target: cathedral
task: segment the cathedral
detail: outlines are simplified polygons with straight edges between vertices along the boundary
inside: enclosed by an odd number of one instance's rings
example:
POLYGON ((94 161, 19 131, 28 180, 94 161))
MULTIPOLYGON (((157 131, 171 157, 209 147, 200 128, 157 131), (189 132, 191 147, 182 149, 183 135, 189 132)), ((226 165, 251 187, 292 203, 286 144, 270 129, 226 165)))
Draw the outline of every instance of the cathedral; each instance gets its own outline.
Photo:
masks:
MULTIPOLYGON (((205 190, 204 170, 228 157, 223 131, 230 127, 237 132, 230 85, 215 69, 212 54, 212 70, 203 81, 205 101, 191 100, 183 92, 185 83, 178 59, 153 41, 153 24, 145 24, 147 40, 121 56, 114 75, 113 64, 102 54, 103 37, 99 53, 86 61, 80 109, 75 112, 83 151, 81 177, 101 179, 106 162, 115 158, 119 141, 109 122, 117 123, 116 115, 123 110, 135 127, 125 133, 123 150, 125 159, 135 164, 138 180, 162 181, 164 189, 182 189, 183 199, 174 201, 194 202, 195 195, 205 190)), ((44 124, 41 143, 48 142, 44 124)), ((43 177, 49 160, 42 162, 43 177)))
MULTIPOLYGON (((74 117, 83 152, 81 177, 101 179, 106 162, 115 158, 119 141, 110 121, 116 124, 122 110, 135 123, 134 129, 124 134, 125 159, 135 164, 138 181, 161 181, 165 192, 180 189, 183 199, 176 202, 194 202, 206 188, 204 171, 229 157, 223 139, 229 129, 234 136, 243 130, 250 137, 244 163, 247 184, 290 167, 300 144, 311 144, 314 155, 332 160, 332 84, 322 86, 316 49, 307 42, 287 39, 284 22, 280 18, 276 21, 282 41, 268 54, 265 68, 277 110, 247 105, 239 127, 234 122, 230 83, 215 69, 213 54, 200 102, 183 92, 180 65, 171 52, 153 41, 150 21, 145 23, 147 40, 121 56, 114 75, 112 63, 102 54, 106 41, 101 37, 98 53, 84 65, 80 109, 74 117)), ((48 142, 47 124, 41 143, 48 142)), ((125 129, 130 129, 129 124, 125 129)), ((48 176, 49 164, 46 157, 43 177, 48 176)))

**TASK INSTRUCTIONS:** Copy every row above word for word, with no line left out or changed.

**REPLY:**
target: cathedral
task: segment the cathedral
detail: outlines are simplified polygons with straight edges between vertices along the boundary
inside: enclosed by an odd number of one instance's rings
example:
POLYGON ((94 161, 19 131, 28 180, 94 161))
MULTIPOLYGON (((157 131, 171 157, 209 147, 200 128, 157 131), (189 132, 191 147, 182 149, 183 135, 189 132)), ((226 165, 251 187, 292 203, 286 144, 270 129, 226 165)))
Draw the outline of every instance of the cathedral; each instance gets its own outline.
Photo:
masks:
MULTIPOLYGON (((205 190, 204 170, 228 157, 223 131, 230 127, 237 132, 230 85, 215 69, 212 54, 212 70, 203 81, 205 101, 191 100, 183 92, 185 83, 178 59, 153 41, 153 24, 145 24, 147 40, 121 56, 114 75, 113 64, 102 54, 103 37, 99 53, 86 61, 80 109, 75 112, 83 151, 81 177, 101 179, 106 162, 115 158, 119 141, 109 122, 117 123, 116 115, 123 110, 135 127, 125 133, 123 150, 125 159, 135 164, 138 180, 162 181, 164 189, 182 189, 183 199, 174 201, 194 202, 195 195, 205 190)), ((44 124, 41 143, 48 142, 44 124)), ((43 177, 49 160, 42 162, 43 177)))
MULTIPOLYGON (((74 117, 83 152, 81 177, 101 179, 106 162, 115 158, 119 141, 110 121, 116 124, 122 110, 135 123, 134 129, 124 134, 125 159, 135 164, 138 181, 161 181, 165 192, 180 189, 183 199, 176 202, 194 202, 206 188, 204 171, 229 157, 223 139, 229 129, 234 136, 243 130, 250 137, 244 163, 247 184, 290 167, 300 144, 311 144, 314 155, 332 160, 332 84, 322 86, 316 49, 307 42, 287 39, 284 22, 280 18, 276 21, 282 41, 268 54, 265 68, 277 110, 247 105, 239 127, 234 122, 230 83, 215 69, 213 54, 200 102, 183 92, 180 65, 171 52, 153 41, 150 21, 145 23, 147 40, 121 56, 114 75, 112 63, 102 54, 106 41, 101 37, 98 53, 84 65, 80 109, 74 117)), ((48 142, 47 124, 41 143, 48 142)), ((125 129, 130 129, 129 124, 125 129)), ((48 176, 49 164, 46 157, 43 177, 48 176)))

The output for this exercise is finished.